• **Excerpted text**:
[start]

Now that September is here, and this year’s gardens are still producing due to the late spring plantings and warm weather, it’s time to explore heartier dishes that incorporate those fresh vegetables.
Panzanella (pahn-zah-NEHL-lah) is a bread salad that always includes bread and tomatoes. Other fresh vegetables like cucumbers and peppers can also be added.
The farmers of the Tuscan countryside created this humble dish that was served at the tables of hard-working folks who lived off the land. It was the custom of country folk to soak their stale bread in water before mixing it with vegetables from their gardens. It is believed that the word panzanella comes from the fusion of the words “pane” (bread) and “zuppetta” (soup).
The basic recipe for panzanella is simple and doesn’t take much time at all to assemble.
2-3 large garden tomatoes, cut into small pieces
2 teaspoons of kosher salt
4 slices of sourdough bread, cut into cubes
10 tablespoons extra-virgin olive oil
1 small shallot, minced
1 medium clove garlic, minced
½ teaspoon Dijon mustard
2 tablespoons balsamic, red or white wine vinegar
1 teaspoon of sugar
White pepper (or freshly ground black pepper)
½ cup fresh basil leaves, roughly chopped
Preheat oven to 350 degrees and adjust the oven rack to the center position. In a large bowl, toss the bread cubes with 2 tablespoons of olive oil. Transfer the cubes to a baking sheet and place into preheated oven. Bake until crisp and firm but not browned. Remove from the oven and let the cubes cool.

[end]

Coordinate labeling data:
[start]

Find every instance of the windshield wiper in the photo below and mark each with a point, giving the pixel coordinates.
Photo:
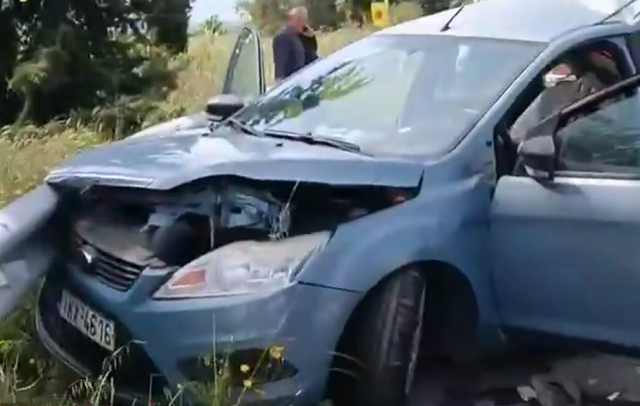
(315, 139)
(241, 126)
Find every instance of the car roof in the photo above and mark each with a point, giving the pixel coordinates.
(525, 20)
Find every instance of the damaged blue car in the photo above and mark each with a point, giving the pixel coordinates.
(451, 186)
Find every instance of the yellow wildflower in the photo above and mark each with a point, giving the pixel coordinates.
(275, 352)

[end]

• **Task brief**:
According to the panzanella text, what did country folk do with their stale bread before mixing it with vegetables from their gardens?

• **Written answer**:
They soaked it in water.